== The exercise ==
Please condense the paragraph in the Hamburg G20 protest article that begins "Already in the weeks ahead of the summit" into a short bulleted list that keeps its main facts.

== Extracted text ==

###

Police officers remove a protestors' tent as they clear a camp at Emil Wendt Park in Hamburg, northern Germany, Tuesday, July 4, 2017. (dpa/AP)

Acts of violence already

Already in the weeks ahead of the summit, in incidents believed linked to the meeting, police cars have been burned, train lines have been sabotaged and authorities in Hamburg and the nearby city of Rostock have confiscated improvised weapons such as fire extinguishers filled with flammable liquid, material to build gasoline bombs, baseball bats and other items in several raids.

"We have to assume that this is only a tiny percentage of what is still in basements and garages in and around Hamburg," Hamburg police criminal director Jan Hieber told reporters this week.

In a preview of things to come, police clashed Tuesday night in Hamburg with hundreds of protesters, using pepper spray and water cannons to eventually bring the crowd under control.

Welcome to Hell

The "Welcome to Hell" demonstration is just one of dozens of protests that have been registered under a smorgasbord of themes – including a far-right pro-Trump rally  – with more than 100,000 demonstrators from across Europe and beyond taking part.

Policemen clear an anti-G20 protest camp in the district Altona in Hamburg, northern Germany, on July 5, 2017, where leaders of the world's top economies will gather for a G20 summit. (AFP)

Officials expect some 8,000 protesters from Europe's violent left-wing scene, and have been tracking known activists coming in from Scandinavia, Switzerland, Italy and elsewhere, said Hamburg police chief Ralf Martin Meyer.

"This isn't about sit-ins," Meyer said.


That's not to say all protesters are violent  – most aren't and see the gathering of as an opportunity to highlight their messages with the world watching, and with the hope the leaders gathering inside Hamburg's congress will listen.

Greenpeace, for example, sees the G20 as an opportunity for leaders to send a strong signal about their determination to fight climate change  – despite the US' decision to pull out of the Paris agreement.

"We're looking for the G20, and if that's not possible, then the G19, to go forward with implementing the Paris agreement and maybe doing even more," Greenpeace International's executive director Jennifer Morgan said.

Like many non-profit organisations, Greenpeace is fighting against a security decision to block off a 38 sq km (almost 15 sq miles) no-protest zone encompassing the airport where leaders will arrive and the conference centre where they will meet.

The group is also calling for residents who live within the security zone to hang flags and banners out of their windows so that leaders will see them on the way in.

A man stands in front of police officers as the police clears an anti-G20 protest with a water canon during a demonstration in the district St-Pauli in Hamburg, northern Germany, on July 5, 2017. (AFP)

"Greenpeace stands for non-violent direct action – we have peace in our name  – and it would be a shame if violence moved the message away from what the G20 should be doing on climate and other issues," Morgan said.

Stay non-violent

German Chancellor Angela Merkel has told community organisers in Hamburg that she understood the importance of demonstrations to express criticism and concerns, but urged that they remain non-violent.

"It should be peaceful criticism," she said in June.

Still, German security officials are preparing for the worst, drawing upon decades of experience dealing with violent May Day demonstrations and other protests at major events, including the G7 in 2015 and G8 in 2007.

###

== Supplied entries ==
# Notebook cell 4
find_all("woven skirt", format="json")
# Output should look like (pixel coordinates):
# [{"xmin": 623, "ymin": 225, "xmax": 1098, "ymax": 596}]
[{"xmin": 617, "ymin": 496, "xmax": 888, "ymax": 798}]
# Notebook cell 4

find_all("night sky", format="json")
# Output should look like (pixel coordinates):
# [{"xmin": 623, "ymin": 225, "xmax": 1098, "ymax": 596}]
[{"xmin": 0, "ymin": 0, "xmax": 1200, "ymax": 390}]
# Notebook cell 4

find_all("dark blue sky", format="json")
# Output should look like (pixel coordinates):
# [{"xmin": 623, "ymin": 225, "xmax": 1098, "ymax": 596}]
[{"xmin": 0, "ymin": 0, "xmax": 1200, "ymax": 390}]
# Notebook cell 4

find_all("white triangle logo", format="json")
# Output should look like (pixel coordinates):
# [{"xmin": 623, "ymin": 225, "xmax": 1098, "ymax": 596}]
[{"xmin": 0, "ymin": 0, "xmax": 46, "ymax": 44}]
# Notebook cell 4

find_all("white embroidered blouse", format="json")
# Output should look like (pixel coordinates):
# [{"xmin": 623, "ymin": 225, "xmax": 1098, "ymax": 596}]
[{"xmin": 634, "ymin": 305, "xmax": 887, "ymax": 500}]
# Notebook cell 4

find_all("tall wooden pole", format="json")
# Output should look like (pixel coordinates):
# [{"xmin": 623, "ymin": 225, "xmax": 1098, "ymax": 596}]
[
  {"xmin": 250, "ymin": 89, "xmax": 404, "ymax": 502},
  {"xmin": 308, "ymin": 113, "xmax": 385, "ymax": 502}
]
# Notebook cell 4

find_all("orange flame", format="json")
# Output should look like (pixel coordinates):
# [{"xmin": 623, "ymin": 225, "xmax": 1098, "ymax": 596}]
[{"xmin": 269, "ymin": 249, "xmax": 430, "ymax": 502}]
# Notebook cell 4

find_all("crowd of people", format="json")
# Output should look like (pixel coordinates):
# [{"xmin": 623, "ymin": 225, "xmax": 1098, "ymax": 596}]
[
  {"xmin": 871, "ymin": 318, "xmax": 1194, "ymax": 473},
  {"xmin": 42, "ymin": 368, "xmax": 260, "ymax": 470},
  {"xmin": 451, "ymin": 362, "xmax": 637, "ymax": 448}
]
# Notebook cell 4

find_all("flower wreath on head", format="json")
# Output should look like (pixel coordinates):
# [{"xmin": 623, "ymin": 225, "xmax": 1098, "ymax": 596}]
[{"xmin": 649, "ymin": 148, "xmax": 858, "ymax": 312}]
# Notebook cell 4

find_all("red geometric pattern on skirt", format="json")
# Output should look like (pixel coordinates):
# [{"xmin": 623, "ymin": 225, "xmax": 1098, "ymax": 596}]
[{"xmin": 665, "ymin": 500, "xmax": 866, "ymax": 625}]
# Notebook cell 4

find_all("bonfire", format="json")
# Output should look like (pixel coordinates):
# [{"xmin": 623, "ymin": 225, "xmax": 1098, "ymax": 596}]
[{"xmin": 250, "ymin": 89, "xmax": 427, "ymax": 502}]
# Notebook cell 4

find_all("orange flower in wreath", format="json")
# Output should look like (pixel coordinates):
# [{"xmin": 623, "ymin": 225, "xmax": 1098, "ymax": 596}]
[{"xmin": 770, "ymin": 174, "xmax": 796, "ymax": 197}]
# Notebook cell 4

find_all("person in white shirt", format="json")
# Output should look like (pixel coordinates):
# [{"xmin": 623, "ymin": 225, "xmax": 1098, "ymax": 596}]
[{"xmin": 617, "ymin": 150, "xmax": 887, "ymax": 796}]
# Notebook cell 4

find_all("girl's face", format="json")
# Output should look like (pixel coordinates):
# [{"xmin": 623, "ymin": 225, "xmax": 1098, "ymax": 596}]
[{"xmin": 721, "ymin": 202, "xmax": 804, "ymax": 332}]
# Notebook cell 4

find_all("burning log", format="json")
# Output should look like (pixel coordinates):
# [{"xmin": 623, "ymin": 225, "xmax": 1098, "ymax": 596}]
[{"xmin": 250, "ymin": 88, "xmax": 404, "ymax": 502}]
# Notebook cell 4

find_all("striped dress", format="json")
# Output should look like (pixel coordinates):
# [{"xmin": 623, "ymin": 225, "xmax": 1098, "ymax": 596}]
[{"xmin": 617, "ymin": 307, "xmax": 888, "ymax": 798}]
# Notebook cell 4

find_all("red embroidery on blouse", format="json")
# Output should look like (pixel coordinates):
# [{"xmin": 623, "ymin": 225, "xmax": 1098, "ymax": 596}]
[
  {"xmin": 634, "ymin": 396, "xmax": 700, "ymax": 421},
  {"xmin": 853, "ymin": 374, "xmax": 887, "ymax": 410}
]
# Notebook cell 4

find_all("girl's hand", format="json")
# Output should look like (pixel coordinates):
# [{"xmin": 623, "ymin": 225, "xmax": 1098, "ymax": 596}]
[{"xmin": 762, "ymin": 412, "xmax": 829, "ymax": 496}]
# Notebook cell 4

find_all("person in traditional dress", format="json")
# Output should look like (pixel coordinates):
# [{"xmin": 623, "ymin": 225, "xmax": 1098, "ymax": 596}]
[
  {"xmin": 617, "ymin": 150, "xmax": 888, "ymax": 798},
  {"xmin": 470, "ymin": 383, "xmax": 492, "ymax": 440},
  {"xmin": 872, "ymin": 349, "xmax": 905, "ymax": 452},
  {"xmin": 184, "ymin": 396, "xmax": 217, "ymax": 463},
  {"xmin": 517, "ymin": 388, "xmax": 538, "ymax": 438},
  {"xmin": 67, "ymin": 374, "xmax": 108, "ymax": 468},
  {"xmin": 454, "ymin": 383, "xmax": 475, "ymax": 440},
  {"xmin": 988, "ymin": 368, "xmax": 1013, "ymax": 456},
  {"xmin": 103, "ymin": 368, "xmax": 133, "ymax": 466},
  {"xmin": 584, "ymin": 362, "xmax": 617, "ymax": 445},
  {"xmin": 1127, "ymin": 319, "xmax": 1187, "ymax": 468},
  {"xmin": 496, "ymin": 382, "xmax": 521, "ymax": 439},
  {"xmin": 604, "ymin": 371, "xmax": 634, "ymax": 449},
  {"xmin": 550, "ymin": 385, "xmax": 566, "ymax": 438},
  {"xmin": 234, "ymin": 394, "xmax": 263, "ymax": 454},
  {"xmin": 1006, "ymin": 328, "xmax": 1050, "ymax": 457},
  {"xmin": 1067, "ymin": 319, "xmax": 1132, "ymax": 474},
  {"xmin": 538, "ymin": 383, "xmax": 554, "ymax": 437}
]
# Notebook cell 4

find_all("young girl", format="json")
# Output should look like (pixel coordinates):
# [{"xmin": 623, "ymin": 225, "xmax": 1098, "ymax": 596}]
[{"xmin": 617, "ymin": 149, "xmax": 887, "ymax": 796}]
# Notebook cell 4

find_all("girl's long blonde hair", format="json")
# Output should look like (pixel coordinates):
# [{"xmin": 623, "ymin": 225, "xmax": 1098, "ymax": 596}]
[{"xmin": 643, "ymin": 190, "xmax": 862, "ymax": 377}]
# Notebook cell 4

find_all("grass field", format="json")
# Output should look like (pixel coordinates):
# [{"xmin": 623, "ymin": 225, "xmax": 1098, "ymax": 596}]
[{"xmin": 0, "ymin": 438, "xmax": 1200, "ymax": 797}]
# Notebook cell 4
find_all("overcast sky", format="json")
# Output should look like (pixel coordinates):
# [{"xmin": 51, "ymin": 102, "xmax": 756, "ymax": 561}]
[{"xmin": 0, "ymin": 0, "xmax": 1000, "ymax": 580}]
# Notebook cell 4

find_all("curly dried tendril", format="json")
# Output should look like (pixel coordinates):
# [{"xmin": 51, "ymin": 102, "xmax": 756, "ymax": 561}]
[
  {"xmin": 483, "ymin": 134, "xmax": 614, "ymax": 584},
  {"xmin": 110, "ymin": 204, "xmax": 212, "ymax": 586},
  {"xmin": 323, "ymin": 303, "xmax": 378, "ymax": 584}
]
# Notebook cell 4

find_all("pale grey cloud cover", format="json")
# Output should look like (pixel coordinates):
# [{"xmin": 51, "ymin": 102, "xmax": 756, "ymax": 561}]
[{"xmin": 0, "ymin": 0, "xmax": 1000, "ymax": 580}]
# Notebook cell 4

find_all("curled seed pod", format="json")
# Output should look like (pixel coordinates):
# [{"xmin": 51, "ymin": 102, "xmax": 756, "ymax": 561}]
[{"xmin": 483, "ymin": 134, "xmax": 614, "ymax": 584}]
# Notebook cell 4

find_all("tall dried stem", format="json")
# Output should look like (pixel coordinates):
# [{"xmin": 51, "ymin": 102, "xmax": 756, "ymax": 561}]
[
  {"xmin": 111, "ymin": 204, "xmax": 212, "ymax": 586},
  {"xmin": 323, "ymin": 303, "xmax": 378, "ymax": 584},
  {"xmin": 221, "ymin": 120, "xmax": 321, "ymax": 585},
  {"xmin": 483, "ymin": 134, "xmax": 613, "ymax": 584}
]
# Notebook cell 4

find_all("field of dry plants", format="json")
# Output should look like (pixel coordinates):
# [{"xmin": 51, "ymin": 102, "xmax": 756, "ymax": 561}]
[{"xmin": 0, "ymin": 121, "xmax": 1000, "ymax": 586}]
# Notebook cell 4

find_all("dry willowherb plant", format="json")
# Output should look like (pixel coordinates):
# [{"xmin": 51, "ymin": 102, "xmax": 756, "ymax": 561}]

###

== Written answer ==
- In the weeks before the summit, there were incidents believed linked to the meeting.
- Police cars were burned.
- Train lines were sabotaged.
- In several raids, authorities in Hamburg and nearby Rostock confiscated improvised weapons and other items:
  - fire extinguishers filled with flammable liquid
  - material for building gasoline bombs
  - baseball bats